Exercise details:
Rewrite the Nolhivaranfaru text starting at the words "Nolhivaranfaru (ނޮޅިވަރަންފަރު) is" and stopping after "of the Maldives.", swapping "inhabited" for "populated".

Document section:
- Nolhivaranfaru Location in Maldives
- Coordinates: 6°41′50″N 73°07′15″E﻿ / ﻿6.69722°N 73.12083°E
- Country: Maldives
- Geographic atoll: Thiladhummathi Atoll
- Administrative atoll: Haa Dhaalu Atoll
- Distance to Malé: 284.67 km (176.89 mi)

Dimensions
- • Length: 3.800 km (2.361 mi)
- • Width: 0.900 km (0.559 mi)

Population (2022)
- • Total: 1,254
- Time zone: UTC+05:00 (MST)

= Nolhivaranfaru =

Nolhivaranfaru (ނޮޅިވަރަންފަރު) is one of the inhabited islands of Haa Dhaalu Atoll administrative division and geographically part of Thiladhummathi Atoll in the north of the Maldives.

==History==
Following the 1752 capture of Male' by the Ali Raja of Cannanore and his Malabari navy, Sultan Muhammad Imaduddin III of the Maldives was held captive on Kavaratti island in the Laccadives. Hussein Gadhahamaadhi Manikfan of Nolhivaranfaru is said to have aided Muleegey Dom Hassan Maniku in the fight against the invaders. They succeeded on 7 April 1753 and reclaimed the monarchy back to Maldivian rule.

==Geography==
The island is 284.67 km north of the country's capital, Malé.

It is located in between the island of Nolhivaram and Hanimaadhoo on the eastern fringes of the atoll. It is small predominantly agricultural community. Until taken over by Kulhudhuffushi, Nolhivaranfaru used to be the capital of the Haa Dhaalu division.

==Healthcare==
The Island has a Small Island health Center with A Pharmacy nearby.It also has 2 Ambulances Donated from Japan.

Available data:
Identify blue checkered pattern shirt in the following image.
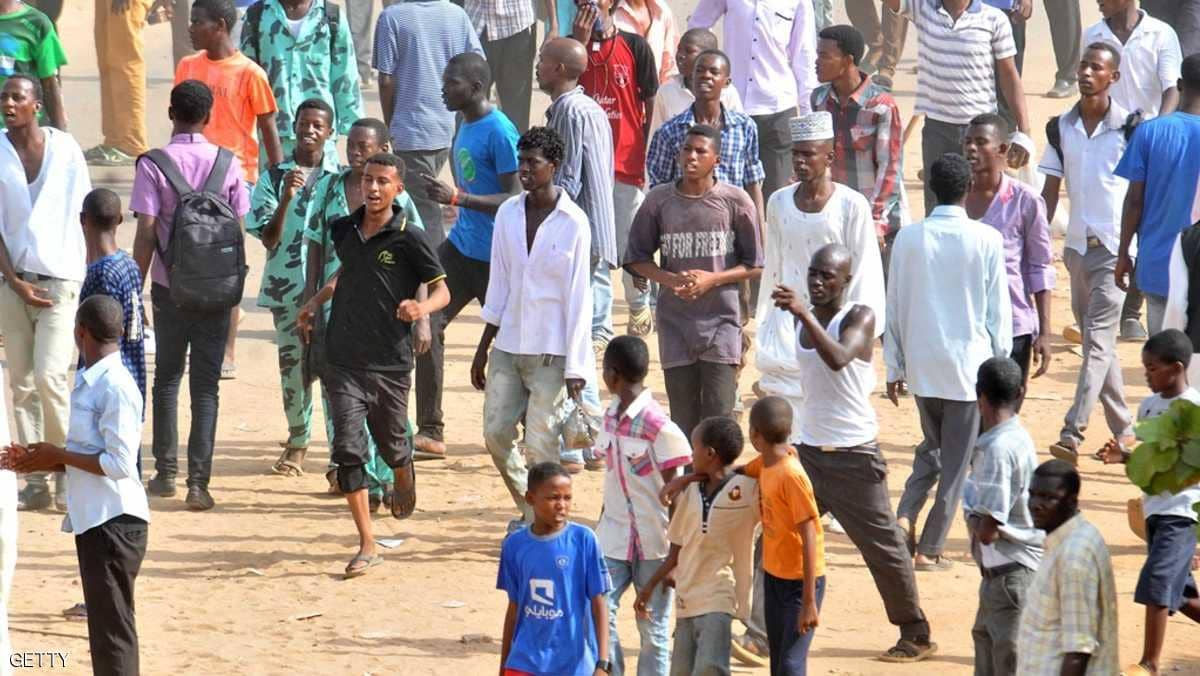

Answer space:
Nolhivaranfaru (ނޮޅިވަރަންފަރު) is one of the populated islands of Haa Dhaalu Atoll administrative division and geographically part of Thiladhummathi Atoll in the north of the Maldives.